» TEXT PROVIDED:
-- -- --
As far as the remaining 12 sunblock chemicals are concerned, the FDA notes that more data is needed to determine their safety and effectiveness. These ingredients are cinoxate, dioxybenzone, ensulizole, homosalate, meradimate, octinoxate, octisalate, octocrylene, padimate O, sulisobenzone, oxybenzone, and avobenzone.

“The announcement is not saying that these ingredients are completely unsafe, just that there is insufficient evidence to make a conclusion,” says Seemal Desai, MD, a dermatologist in Plano, Texas, and a board of directors member with the American Academy of Dermatology.

Because the research is uncertain, Michele S. Green, MD, a dermatologist with Lenox Hill Hospital in New York City, stresses that she won’t be advising her patients to throw away their current sunblock. “The takeaway is that there are more unknowns than knowns in this FDA statement,” says Dr. Green. “If you want to be conservatively cautious, just look for a sunscreen that has zinc oxide or titanium oxide in it.”
-- -- --
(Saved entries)

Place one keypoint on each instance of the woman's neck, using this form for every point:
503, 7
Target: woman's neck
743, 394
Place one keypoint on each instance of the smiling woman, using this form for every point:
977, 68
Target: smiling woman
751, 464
-- -- --
» WORK ORDER 1: In the sunscreen text, in which city and state does Seemal Desai practice as a dermatologist?
» WORK ORDER 2: List every organization named in the sunscreen text.
» WORK ORDER 3: Reproduce the portion of the sunscreen text that opens with the words "As far as the" and closes with "oxybenzone, and avobenzone.".
These records were taken from a different source.

» EXERCISE OUTPUT 1: Plano, Texas

» EXERCISE OUTPUT 2: FDA, American Academy of Dermatology, Lenox Hill Hospital

» EXERCISE OUTPUT 3:
As far as the remaining 12 sunblock chemicals are concerned, the FDA notes that more data is needed to determine their safety and effectiveness. These ingredients are cinoxate, dioxybenzone, ensulizole, homosalate, meradimate, octinoxate, octisalate, octocrylene, padimate O, sulisobenzone, oxybenzone, and avobenzone.